- **Problem description**: Print the line that has "so the thing is I'm looking for the white console" in it, then every remaining line of the data, exactly and without anything extra.

Dataset entries

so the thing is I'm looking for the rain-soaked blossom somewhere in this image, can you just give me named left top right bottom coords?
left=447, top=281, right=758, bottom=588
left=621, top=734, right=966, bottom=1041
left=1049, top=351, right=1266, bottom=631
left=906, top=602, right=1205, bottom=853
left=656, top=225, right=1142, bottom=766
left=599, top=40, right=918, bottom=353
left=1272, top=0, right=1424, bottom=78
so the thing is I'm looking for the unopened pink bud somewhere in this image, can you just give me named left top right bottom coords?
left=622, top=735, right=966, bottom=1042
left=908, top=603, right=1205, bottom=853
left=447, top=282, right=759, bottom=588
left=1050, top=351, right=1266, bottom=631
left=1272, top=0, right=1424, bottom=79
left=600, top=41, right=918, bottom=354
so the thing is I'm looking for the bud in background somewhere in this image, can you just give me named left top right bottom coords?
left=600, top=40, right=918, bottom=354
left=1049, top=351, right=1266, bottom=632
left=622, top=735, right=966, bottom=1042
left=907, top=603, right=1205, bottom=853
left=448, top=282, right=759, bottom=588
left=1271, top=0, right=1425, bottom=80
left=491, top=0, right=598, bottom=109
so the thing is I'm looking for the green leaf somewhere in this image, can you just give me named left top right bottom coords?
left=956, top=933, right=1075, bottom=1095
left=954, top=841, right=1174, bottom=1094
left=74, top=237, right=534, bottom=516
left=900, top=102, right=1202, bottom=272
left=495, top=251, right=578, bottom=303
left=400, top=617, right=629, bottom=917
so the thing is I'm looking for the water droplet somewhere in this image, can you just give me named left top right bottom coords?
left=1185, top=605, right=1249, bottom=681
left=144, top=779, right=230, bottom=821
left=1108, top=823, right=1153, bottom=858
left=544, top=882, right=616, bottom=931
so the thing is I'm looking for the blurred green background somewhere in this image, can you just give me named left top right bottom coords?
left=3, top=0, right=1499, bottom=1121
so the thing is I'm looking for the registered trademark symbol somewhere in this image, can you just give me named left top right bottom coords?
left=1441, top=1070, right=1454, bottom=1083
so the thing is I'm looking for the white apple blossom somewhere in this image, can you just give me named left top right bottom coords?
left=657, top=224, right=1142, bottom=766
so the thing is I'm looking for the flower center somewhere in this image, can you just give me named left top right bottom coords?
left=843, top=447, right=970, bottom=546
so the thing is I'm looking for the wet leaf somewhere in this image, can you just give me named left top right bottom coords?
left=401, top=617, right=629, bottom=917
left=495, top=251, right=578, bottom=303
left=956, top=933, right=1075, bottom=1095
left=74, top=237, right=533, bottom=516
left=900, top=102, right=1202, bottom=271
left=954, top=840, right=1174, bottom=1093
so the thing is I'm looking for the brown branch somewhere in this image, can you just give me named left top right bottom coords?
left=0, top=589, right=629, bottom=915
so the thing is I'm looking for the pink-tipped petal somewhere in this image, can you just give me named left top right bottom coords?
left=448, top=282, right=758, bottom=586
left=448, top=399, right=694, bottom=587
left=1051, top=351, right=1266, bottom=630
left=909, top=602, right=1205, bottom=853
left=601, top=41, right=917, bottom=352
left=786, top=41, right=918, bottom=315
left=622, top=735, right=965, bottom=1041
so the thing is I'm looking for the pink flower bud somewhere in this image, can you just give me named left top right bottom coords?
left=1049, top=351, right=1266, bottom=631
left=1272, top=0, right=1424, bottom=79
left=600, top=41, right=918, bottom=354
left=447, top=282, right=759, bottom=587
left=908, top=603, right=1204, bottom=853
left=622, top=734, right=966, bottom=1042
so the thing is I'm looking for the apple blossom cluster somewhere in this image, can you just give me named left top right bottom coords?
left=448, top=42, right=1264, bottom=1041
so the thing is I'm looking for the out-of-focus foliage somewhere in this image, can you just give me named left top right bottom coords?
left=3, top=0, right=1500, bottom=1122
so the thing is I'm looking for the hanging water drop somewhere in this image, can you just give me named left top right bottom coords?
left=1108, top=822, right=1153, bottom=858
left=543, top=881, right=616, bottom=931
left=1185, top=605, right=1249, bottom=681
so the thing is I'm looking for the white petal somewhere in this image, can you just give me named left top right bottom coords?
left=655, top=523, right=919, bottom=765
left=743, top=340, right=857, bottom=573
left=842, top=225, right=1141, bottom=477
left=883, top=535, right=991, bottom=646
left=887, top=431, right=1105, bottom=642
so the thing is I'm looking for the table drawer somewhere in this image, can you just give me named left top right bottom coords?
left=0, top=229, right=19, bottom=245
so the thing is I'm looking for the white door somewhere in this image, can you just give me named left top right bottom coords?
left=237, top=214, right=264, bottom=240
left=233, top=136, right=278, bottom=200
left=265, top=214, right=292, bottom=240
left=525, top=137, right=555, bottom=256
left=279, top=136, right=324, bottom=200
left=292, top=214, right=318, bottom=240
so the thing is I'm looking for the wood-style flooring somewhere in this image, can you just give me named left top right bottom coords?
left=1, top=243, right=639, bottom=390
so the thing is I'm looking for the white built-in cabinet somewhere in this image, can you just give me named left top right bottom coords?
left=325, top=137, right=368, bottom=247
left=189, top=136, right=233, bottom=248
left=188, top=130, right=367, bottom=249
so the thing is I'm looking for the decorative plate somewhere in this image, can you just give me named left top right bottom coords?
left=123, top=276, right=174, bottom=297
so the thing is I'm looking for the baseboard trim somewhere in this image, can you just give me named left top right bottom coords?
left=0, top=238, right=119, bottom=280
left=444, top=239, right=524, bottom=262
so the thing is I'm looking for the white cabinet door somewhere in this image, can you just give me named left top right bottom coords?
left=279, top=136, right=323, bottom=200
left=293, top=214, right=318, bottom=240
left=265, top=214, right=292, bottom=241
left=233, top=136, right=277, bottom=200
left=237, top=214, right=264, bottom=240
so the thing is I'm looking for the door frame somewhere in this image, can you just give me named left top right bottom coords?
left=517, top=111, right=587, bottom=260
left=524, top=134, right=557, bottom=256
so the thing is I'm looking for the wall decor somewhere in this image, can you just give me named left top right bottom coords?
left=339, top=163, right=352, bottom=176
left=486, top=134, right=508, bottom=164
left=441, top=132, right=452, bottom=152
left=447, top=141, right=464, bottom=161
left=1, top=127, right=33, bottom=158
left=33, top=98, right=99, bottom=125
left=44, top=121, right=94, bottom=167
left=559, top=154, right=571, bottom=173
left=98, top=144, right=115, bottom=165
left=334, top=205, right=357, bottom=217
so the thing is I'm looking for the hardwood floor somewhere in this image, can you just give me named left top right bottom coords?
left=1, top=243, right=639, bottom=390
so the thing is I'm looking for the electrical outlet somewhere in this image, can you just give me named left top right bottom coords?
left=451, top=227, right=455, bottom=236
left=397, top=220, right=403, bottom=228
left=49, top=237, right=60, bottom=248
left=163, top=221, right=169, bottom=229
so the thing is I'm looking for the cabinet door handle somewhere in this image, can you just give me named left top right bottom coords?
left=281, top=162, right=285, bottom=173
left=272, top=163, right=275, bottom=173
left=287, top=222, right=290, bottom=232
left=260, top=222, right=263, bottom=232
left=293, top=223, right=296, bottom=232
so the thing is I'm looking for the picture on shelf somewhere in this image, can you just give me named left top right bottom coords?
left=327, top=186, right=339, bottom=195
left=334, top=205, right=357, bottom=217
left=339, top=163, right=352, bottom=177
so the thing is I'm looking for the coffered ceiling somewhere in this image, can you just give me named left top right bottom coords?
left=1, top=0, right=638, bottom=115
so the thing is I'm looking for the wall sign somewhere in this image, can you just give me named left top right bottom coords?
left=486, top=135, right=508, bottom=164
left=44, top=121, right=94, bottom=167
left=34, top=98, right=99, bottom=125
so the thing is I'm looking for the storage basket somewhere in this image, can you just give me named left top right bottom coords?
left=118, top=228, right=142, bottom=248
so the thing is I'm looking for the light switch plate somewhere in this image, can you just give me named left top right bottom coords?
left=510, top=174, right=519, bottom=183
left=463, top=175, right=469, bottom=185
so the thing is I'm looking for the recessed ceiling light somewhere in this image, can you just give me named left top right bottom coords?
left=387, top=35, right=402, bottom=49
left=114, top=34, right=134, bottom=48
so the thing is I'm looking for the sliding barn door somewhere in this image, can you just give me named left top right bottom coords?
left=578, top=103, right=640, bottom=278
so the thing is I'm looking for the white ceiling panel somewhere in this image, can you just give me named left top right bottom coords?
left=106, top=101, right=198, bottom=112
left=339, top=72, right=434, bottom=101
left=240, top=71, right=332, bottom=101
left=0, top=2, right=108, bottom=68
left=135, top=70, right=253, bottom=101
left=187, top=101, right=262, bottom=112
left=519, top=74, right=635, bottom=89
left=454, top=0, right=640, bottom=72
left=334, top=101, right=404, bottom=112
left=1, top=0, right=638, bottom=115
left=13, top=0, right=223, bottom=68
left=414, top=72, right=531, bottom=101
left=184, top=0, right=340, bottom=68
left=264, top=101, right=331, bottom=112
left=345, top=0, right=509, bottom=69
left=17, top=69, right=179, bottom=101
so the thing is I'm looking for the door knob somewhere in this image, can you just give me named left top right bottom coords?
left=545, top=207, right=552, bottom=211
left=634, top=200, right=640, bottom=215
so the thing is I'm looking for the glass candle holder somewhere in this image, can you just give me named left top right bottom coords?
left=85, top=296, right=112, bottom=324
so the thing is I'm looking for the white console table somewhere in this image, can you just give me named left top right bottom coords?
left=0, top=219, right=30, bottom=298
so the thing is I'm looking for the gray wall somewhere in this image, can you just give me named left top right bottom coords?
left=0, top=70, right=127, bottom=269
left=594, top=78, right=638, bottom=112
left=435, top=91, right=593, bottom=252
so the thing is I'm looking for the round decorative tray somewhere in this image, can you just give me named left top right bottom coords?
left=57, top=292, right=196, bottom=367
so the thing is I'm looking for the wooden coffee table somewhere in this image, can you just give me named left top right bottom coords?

- **Reply to the task**:
so the thing is I'm looking for the white console table somewhere in this image, can you just give me named left top right bottom coords?
left=0, top=219, right=30, bottom=298
so the thing is I'm looking for the gray wall somewhere in this image, can you just give me named left top right bottom coords?
left=0, top=70, right=127, bottom=269
left=594, top=78, right=638, bottom=112
left=435, top=91, right=593, bottom=252
so the thing is I'm looking for the round decorative tray somewhere in this image, can you just give me named left top right bottom coords?
left=57, top=292, right=196, bottom=367
so the thing is I'm looking for the wooden coffee table somewhere in this image, can you just give me named left top right bottom coords?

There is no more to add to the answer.